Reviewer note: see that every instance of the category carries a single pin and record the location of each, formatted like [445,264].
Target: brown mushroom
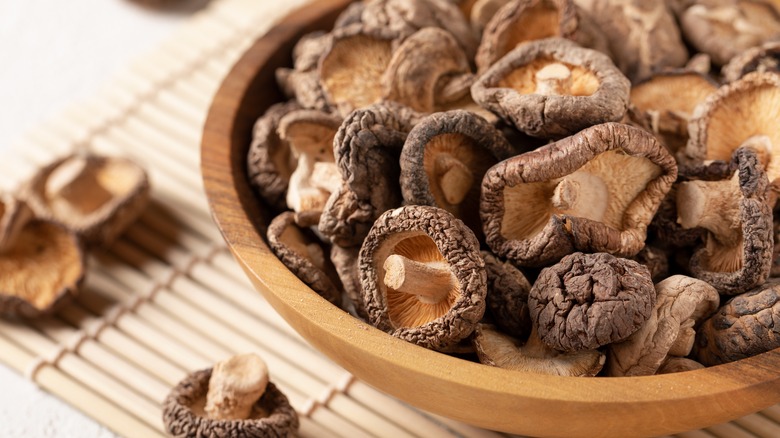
[97,197]
[42,262]
[423,277]
[552,88]
[737,254]
[747,325]
[235,398]
[682,303]
[500,350]
[587,301]
[443,161]
[723,29]
[304,256]
[269,160]
[576,195]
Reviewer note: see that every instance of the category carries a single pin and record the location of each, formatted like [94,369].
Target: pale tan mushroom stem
[582,194]
[454,178]
[235,386]
[431,282]
[554,79]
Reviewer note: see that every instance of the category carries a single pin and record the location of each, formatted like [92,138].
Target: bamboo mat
[167,298]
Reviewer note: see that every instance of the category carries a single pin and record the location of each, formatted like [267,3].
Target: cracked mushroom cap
[575,194]
[234,398]
[42,262]
[742,111]
[682,303]
[423,277]
[747,325]
[553,88]
[444,159]
[367,148]
[97,197]
[497,349]
[587,301]
[737,254]
[725,29]
[303,256]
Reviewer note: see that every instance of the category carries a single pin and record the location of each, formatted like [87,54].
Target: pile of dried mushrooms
[573,187]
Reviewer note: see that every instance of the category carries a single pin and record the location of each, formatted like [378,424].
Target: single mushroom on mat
[42,262]
[594,191]
[553,88]
[97,197]
[587,301]
[747,325]
[498,349]
[738,245]
[235,398]
[423,277]
[304,256]
[681,304]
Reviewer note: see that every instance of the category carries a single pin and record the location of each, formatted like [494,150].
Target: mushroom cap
[425,234]
[461,135]
[737,111]
[590,300]
[42,269]
[97,197]
[682,302]
[747,325]
[598,93]
[303,256]
[521,223]
[183,413]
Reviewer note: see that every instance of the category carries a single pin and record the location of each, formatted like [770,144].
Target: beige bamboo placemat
[167,298]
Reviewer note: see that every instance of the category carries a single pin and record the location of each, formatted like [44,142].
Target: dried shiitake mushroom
[423,277]
[747,325]
[682,303]
[737,254]
[95,196]
[575,194]
[587,301]
[233,399]
[552,88]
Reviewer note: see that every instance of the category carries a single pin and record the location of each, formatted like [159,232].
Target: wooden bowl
[484,396]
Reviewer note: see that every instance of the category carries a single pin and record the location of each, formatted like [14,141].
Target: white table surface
[53,53]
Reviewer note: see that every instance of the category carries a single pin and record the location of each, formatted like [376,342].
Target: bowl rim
[647,405]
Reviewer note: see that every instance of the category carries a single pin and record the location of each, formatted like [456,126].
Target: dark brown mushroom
[500,350]
[97,197]
[552,88]
[304,256]
[747,325]
[235,398]
[587,301]
[423,277]
[575,195]
[682,303]
[444,159]
[737,254]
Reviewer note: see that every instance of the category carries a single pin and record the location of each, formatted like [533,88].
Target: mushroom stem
[582,194]
[554,79]
[429,281]
[235,386]
[455,178]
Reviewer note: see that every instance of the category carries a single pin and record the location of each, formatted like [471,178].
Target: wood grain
[487,397]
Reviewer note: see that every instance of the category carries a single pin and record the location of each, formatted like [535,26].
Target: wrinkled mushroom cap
[590,90]
[682,302]
[433,236]
[590,300]
[97,197]
[523,223]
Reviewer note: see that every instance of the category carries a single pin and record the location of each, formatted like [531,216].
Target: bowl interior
[484,396]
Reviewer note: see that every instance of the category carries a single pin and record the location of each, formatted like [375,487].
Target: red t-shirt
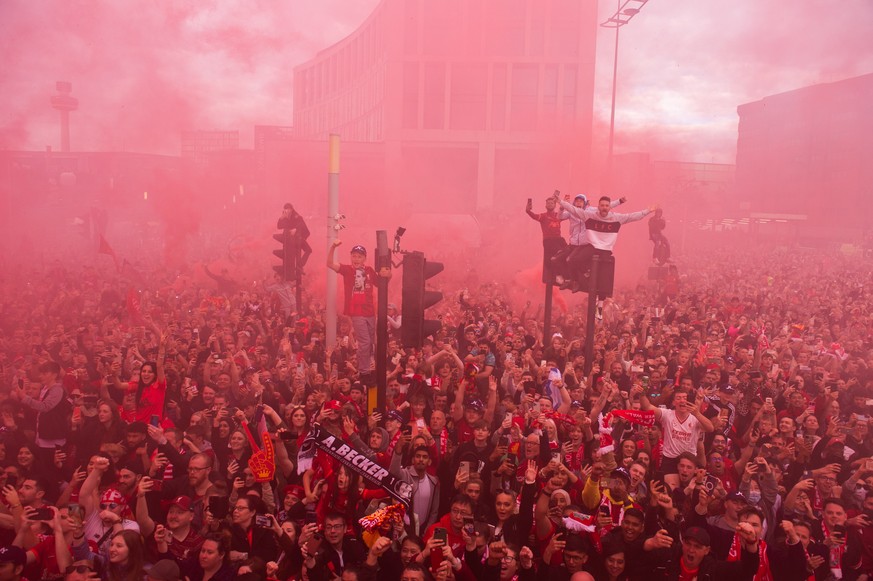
[358,284]
[152,401]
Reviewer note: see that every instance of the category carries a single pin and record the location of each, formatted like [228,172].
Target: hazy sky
[145,69]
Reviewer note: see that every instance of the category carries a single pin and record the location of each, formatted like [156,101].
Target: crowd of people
[721,431]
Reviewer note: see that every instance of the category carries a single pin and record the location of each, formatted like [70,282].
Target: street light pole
[624,12]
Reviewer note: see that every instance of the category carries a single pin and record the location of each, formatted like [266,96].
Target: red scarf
[444,443]
[763,573]
[641,417]
[835,555]
[391,445]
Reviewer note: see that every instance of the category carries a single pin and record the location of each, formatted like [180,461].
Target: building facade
[476,102]
[808,152]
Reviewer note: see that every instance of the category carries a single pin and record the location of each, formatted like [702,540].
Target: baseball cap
[183,502]
[333,405]
[294,490]
[112,495]
[621,473]
[477,405]
[13,554]
[697,534]
[164,570]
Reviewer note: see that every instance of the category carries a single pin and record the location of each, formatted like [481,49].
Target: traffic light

= = = = = = =

→ Task requirements
Set out the part of the records that runs from the line containing "formatted like [702,540]." through the last line as a Markdown table with the columns No. and Line. Give one numbered row per line and skip any blank lines.

→ Written answer
| No. | Line |
|---|---|
| 1 | Reviewer note: see that every instance of the category carries a single pin and record the location of each, formatted like [702,540]. |
| 2 | Target: baseball cap |
| 3 | [183,502] |
| 4 | [333,405] |
| 5 | [294,490] |
| 6 | [112,495] |
| 7 | [621,473] |
| 8 | [477,405] |
| 9 | [13,554] |
| 10 | [697,534] |
| 11 | [164,570] |
| 12 | Reviewer note: see that every instance of the category carries a single pin and record the location of each, formatted like [481,49]. |
| 13 | Target: traffic light |